> **Selected text**
(begin)

June 2006


30 Days with Borges: Day 20,”The Garden of Forking Paths”

“Then I reflected that all things happen to oneself, and happen precisely, precisely now. Century follows century, yet events occur only in the present; countless men in the air, on the land, and sea, yet everything that truly happens, happens to me. Después reflexioné que todas las cosas le suceden a uno precisamente, precisamente ahora. Siglos de siglos y sólo en el presente ocurren los hechos; innumerables hombres en el aires, en la tierra y el mar, y todo lo que realmente pasa me pasa a mí.”

“The Garden of Forking Paths”, El jardín de senderos que se bifurcan, is the best story by Borges. It’s certainly the story with the most interesting plot and it’s very readable, even to the person who finds Borges a little dull and challenging.

“The Garden of Forking Paths” is a mystery story on the surface but it is also a story that contains many famous Borgesian elements such as an infinite book, labyrinths, and multiple dimensions. If you’ve been following this blog series, then you have noticed that a lot of Borges stories deal with the aspect of time.

Because of the nature of the plot, I’m not going into much detail about this story. Like a lot of stories by Borges you will want to read the story at least twice since the ending changes your perspective and understanding of the story. Also, there are some paragraphs that you may have to read very closely in order to really understand what is the garden of forking paths.

“The Garden of Forking Paths” has obtained cult status among those interested in interactive fiction. The story explains, better than just about anything, the possibilities inherent in interactive fiction. Indeed, in my readings on digital media and computer gaming, Borges is cited quite often for his groundbreaking perspective.

30 Days with Borges: Day 19, “The Writing of the God”

“Little by little, a man comes to resemble the shape of his destiny; a man is, in the long run, his circumstances. Un hombre se confunde, gradualamente, con la forma de su destino; un hombre es, a la larga, sus circunstancias.”

“The Writing of the God”, La Escritura del Dios, is about a man in prison. Specifically, the man is an Aztec priest but it’s not really that relevant to the story. This is another one of those stories by Borges where you read the story not so much for the entertaining plot but for the meaning.

In the cell next to the prisoner is a tiger. Okay, at this point you know that you’re in a Borges story. Through a small opening in the wall the man can glimpse the tiger for a brief period every day. The man comes to believe that a message from god is written on the stripes of the tiger.

Borges raises a very interesting question in this story: “What sort of sentence, I asked myself, would be constructed by an absolute mind?” [¿Qué tipo de sentencia (me pregunté) construirá una mente absoluta?]

Borges was a strong agnostic. While he doesn’t attack conventional religions directly in this story, the question makes me wonder about the famous statements attributed to the Christian God through the words of Jesus…anyway, back to Borges.

(end)

Copy the part of the Borges blog post that opens with the words "Borges was a" and closes with "back to Borges.", replacing "conventional religions" with "organized religions".

> **Available data**
(begin)

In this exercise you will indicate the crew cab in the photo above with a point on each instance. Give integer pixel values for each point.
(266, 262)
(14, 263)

(end)

> **Solution to the problem**
Borges was a strong agnostic. While he doesn’t attack organized religions directly in this story, the question makes me wonder about the famous statements attributed to the Christian God through the words of Jesus…anyway, back to Borges.